◆ **Given exercise**
Replace "purple stem" with "green stem" everywhere in the lines below, and keep everything else the same.

-- Start --

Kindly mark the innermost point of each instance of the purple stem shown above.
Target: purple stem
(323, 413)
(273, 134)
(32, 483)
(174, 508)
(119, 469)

-- End --

◆ **Result of this exercise**
Kindly mark the innermost point of each instance of the green stem shown above.
Target: green stem
(323, 413)
(273, 134)
(32, 483)
(174, 508)
(119, 469)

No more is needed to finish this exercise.